(Extracted records)
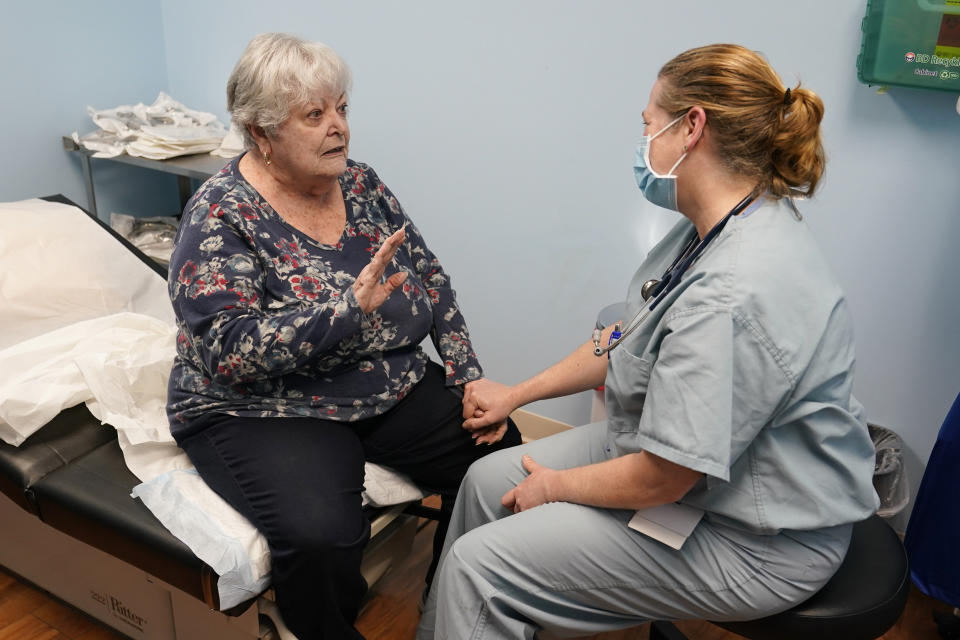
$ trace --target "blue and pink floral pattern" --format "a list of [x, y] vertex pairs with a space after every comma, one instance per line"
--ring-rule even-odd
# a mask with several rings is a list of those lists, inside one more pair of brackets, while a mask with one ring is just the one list
[[[370, 167], [340, 177], [347, 223], [323, 245], [283, 220], [234, 159], [187, 203], [170, 263], [177, 357], [167, 412], [178, 439], [210, 411], [353, 421], [392, 407], [423, 377], [430, 335], [447, 384], [482, 376], [450, 278]], [[352, 285], [406, 224], [386, 276], [403, 286], [364, 314]]]

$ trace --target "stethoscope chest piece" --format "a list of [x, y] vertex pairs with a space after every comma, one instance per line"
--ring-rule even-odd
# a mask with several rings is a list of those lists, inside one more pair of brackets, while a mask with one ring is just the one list
[[660, 284], [660, 281], [656, 278], [651, 278], [643, 283], [643, 285], [640, 287], [640, 297], [643, 298], [644, 302], [650, 299], [650, 295], [653, 293], [653, 290], [658, 284]]

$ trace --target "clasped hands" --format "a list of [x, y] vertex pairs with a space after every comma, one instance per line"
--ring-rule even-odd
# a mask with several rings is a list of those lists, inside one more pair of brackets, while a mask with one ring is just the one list
[[[477, 444], [493, 444], [507, 432], [507, 416], [516, 408], [512, 387], [481, 378], [468, 382], [463, 390], [463, 428]], [[501, 504], [514, 513], [553, 502], [557, 471], [538, 464], [528, 455], [520, 459], [529, 475], [504, 494]]]

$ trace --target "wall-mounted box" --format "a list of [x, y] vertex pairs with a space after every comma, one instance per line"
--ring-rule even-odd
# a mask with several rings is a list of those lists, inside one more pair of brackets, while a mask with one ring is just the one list
[[960, 92], [960, 0], [867, 0], [857, 77]]

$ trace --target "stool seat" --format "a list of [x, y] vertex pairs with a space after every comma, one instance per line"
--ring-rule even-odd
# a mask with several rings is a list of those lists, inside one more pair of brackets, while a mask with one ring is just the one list
[[[897, 621], [909, 593], [903, 543], [874, 515], [853, 526], [840, 568], [805, 602], [766, 618], [711, 623], [749, 640], [873, 640]], [[682, 637], [665, 625], [655, 622], [651, 639]]]

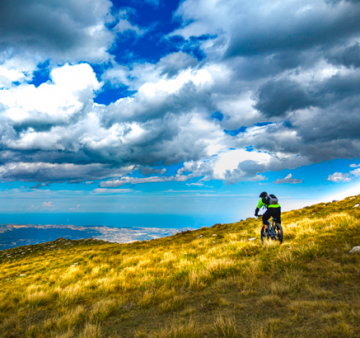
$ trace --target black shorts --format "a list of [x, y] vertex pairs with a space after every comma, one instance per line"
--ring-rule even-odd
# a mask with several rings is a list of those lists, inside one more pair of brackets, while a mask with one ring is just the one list
[[270, 217], [276, 219], [276, 223], [281, 224], [281, 208], [268, 208], [262, 217], [263, 224], [267, 224]]

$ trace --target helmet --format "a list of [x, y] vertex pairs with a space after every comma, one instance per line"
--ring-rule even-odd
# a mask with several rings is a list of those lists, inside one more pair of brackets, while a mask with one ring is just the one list
[[267, 192], [266, 192], [266, 191], [263, 191], [263, 192], [260, 194], [259, 197], [264, 198], [264, 197], [266, 197], [266, 196], [267, 196]]

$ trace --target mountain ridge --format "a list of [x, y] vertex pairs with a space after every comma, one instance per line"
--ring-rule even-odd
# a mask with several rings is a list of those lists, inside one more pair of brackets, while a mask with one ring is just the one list
[[2, 251], [0, 335], [359, 336], [360, 254], [349, 253], [359, 203], [284, 212], [281, 246], [262, 246], [261, 221], [248, 218], [150, 241]]

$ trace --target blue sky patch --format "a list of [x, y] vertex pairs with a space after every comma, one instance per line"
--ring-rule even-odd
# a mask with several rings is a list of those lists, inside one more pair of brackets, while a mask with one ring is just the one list
[[94, 102], [107, 106], [110, 103], [135, 93], [136, 91], [129, 91], [127, 86], [112, 87], [110, 84], [106, 84], [103, 90], [94, 98]]
[[237, 136], [240, 133], [245, 133], [246, 132], [247, 127], [240, 127], [239, 129], [234, 129], [234, 130], [224, 130], [225, 134], [228, 134], [230, 136]]
[[211, 117], [212, 117], [213, 119], [222, 121], [223, 118], [224, 118], [224, 115], [221, 114], [219, 111], [216, 111], [214, 114], [211, 115]]
[[33, 78], [30, 84], [33, 84], [35, 87], [39, 87], [42, 83], [45, 83], [50, 80], [50, 68], [49, 61], [39, 63], [37, 65], [38, 70], [33, 73]]
[[269, 124], [273, 124], [272, 122], [258, 122], [255, 123], [254, 126], [255, 127], [264, 127], [264, 126], [268, 126]]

## EXERCISE
All the data above is to be transcribed exactly, with no pictures included.

## TASK RESPONSE
$ trace --target "blue and pink floral pattern" --format "a list of [x, y] vertex pairs with a space after every comma, one instance per line"
--ring-rule even-odd
# a mask with several rings is a list of those lists, inside one more pair of brackets, while a mask with one ring is just the one list
[[[370, 167], [340, 177], [347, 223], [323, 245], [283, 220], [234, 159], [187, 203], [170, 263], [177, 357], [167, 412], [178, 439], [210, 411], [353, 421], [392, 407], [423, 377], [430, 335], [447, 384], [482, 376], [450, 278]], [[352, 285], [406, 224], [386, 276], [403, 286], [364, 314]]]

$ trace --target "stethoscope chest piece" --format "a list of [x, y] vertex pairs with a space after every comma, one instance per line"
--ring-rule even-odd
# a mask with several rings is a list of those lists, inside one more pair of brackets, while a mask with one ring is just the one list
[[660, 284], [660, 281], [656, 278], [651, 278], [643, 283], [643, 285], [640, 287], [640, 297], [643, 298], [644, 302], [650, 299], [650, 295], [653, 293], [653, 290], [658, 284]]

$ trace --target "clasped hands" --format "a list of [x, y] vertex pairs with a space after every comma, one instance per line"
--ring-rule even-odd
# a mask with several rings is a list of those lists, inside one more pair of brackets, while a mask with one ring is just the one list
[[[477, 444], [493, 444], [507, 432], [507, 416], [516, 408], [512, 387], [481, 378], [468, 382], [463, 390], [463, 428]], [[501, 504], [514, 513], [553, 502], [557, 471], [538, 464], [528, 455], [520, 459], [529, 475], [504, 494]]]

$ trace --target "wall-mounted box" --format "a list of [x, y] vertex pairs with a space after every comma, one instance per line"
--ring-rule even-odd
# a mask with several rings is a list of those lists, inside one more pair of brackets, while a mask with one ring is just the one list
[[960, 92], [960, 0], [867, 0], [857, 77]]

$ trace --target "stool seat" --format "a list of [x, y] vertex pairs with a space after every comma, one instance per line"
--ring-rule even-odd
# a mask with several rings is a list of those lists, inside one more pair of brackets, while a mask with one ring is just the one list
[[[897, 621], [909, 593], [903, 543], [874, 515], [853, 526], [840, 568], [805, 602], [766, 618], [711, 623], [749, 640], [873, 640]], [[682, 637], [665, 625], [655, 622], [651, 639]]]

$ trace --target black shorts --format "a list of [x, y] vertex pairs with a space after every comma, one instance per line"
--ring-rule even-odd
# a mask with several rings is a list of those lists, inside one more pair of brackets, while a mask with one ring is just the one list
[[270, 217], [276, 219], [276, 223], [281, 224], [281, 208], [268, 208], [262, 217], [263, 224], [267, 224]]

$ trace --target helmet --format "a list of [x, y] vertex pairs with a space after every comma, one instance per line"
--ring-rule even-odd
# a mask with several rings is a list of those lists, inside one more pair of brackets, while a mask with one ring is just the one list
[[267, 192], [266, 192], [266, 191], [263, 191], [263, 192], [260, 194], [259, 197], [264, 198], [264, 197], [266, 197], [266, 196], [267, 196]]

$ trace --target mountain ridge --format "a list of [x, y] vertex pairs with a space after every comma, one instance per line"
--ring-rule even-odd
# a mask with several rings is a list of those lists, inside one more pair of brackets, while a mask with one ring is just the one list
[[2, 251], [0, 335], [359, 336], [360, 254], [349, 253], [359, 203], [284, 212], [281, 246], [262, 246], [261, 221], [248, 218], [150, 241]]

$ trace --target blue sky patch --format "a list of [x, y] vertex pairs with a space after every comma, one instance per line"
--ring-rule even-odd
# a mask with several rings is a list of those lists, inside one more pair of brackets, while a mask with one ring is just the one list
[[94, 102], [107, 106], [110, 103], [135, 93], [136, 91], [129, 91], [127, 86], [112, 87], [110, 84], [106, 84], [103, 90], [94, 98]]
[[237, 136], [240, 133], [245, 133], [246, 132], [247, 127], [240, 127], [239, 129], [234, 129], [234, 130], [224, 130], [225, 134], [228, 134], [230, 136]]
[[211, 117], [212, 117], [213, 119], [222, 121], [223, 118], [224, 118], [224, 115], [221, 114], [219, 111], [216, 111], [214, 114], [211, 115]]
[[33, 78], [30, 84], [33, 84], [35, 87], [39, 87], [42, 83], [45, 83], [50, 80], [50, 68], [49, 61], [39, 63], [37, 65], [38, 70], [33, 73]]
[[269, 124], [273, 124], [272, 122], [258, 122], [255, 123], [254, 126], [255, 127], [264, 127], [264, 126], [268, 126]]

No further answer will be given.